Your assignment » The records that follow are to be given again exactly.

Data records »
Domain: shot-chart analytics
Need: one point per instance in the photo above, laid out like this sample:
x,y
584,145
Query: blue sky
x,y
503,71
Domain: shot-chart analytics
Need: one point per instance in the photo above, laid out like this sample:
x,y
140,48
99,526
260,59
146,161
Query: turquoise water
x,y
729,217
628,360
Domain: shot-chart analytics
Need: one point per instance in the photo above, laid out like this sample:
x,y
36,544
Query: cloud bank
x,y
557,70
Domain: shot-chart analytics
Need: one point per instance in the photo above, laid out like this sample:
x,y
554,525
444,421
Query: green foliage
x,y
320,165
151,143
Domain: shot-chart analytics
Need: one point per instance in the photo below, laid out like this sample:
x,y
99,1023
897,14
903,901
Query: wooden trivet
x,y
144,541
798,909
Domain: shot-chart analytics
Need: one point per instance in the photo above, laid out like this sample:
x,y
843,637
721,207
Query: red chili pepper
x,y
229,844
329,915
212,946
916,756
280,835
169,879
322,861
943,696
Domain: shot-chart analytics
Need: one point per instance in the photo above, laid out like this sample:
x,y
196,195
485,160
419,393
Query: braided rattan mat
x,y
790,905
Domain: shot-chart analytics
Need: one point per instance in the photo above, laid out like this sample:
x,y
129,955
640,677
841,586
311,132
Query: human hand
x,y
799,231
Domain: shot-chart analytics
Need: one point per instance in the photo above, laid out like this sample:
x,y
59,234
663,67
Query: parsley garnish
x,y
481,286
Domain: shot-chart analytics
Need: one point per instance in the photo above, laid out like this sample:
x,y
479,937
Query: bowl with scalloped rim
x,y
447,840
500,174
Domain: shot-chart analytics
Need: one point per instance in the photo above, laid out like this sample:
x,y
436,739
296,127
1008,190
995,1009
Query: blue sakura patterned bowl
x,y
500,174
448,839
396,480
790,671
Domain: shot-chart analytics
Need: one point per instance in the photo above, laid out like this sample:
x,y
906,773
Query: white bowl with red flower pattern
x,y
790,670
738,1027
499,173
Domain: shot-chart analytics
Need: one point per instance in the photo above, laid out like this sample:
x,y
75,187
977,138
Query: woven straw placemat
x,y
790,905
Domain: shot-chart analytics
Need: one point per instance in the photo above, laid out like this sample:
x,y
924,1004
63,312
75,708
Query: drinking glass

Your response »
Domain: shot-chart analytics
Need: one point per instance in the photo above, laid out like this sample:
x,y
584,145
Query: blue sky
x,y
503,71
Domain: shot-chart analytics
Need: one point per instance in the photo above, laid out like this sample:
x,y
140,48
99,526
260,59
146,161
Query: turquoise water
x,y
729,217
628,360
Domain: shot-chart analytics
Need: one point per instance in the photo above, laid out like this sample:
x,y
36,544
Query: cloud bank
x,y
557,70
Domain: shot-chart analytics
Need: one point per instance in the photo above, laid out like this sample:
x,y
554,525
444,421
Query: green foliage
x,y
320,165
151,143
Domain: shot-chart analytics
Need: one point per instance in the photo below, laid out like this sample:
x,y
99,1023
897,14
903,901
Query: wooden trivet
x,y
144,541
798,909
Domain: shot-chart analytics
Need: one point per instance in the photo above, laid out like this sample:
x,y
843,637
721,207
Query: red chili pepper
x,y
229,844
329,915
212,946
916,756
280,835
169,879
322,861
943,696
Domain: shot-chart analytics
Need: one point per instance in the photo above, laid out like this sample:
x,y
196,195
485,160
419,393
Query: braided rattan mat
x,y
790,905
Domain: shot-chart analytics
Need: one point per instance in the photo above, laid out like this sample:
x,y
129,955
640,677
841,586
311,132
Query: human hand
x,y
799,231
Domain: shot-chart analytics
Need: one point per instance in the photo above, laid out like this sample:
x,y
59,234
663,67
Query: parsley garnish
x,y
481,286
Domain: shot-chart analytics
Need: one point per instance in the photo above, laid out like this sample:
x,y
479,937
Query: bowl with scalloped rim
x,y
447,840
500,174
Domain: shot-chart analytics
Need: one point per instance in the photo above, laid out like this sample:
x,y
436,739
296,127
1008,190
995,1009
Query: blue sakura patterned bowl
x,y
500,174
448,839
396,480
790,671
Domain: shot-chart analytics
Need: one point per instance in the photo above, laid out like this sample:
x,y
906,773
Query: white bowl with red flower pattern
x,y
790,670
738,1027
499,173
Domain: shot-chart analytics
Need: one point per instance in the photo above, laid out like this sample:
x,y
75,187
977,138
Query: woven straw placemat
x,y
790,905
Domain: shot-chart analytics
Need: one point per instance in the photo above, laid out like this sample:
x,y
924,1004
63,312
75,708
Query: drinking glass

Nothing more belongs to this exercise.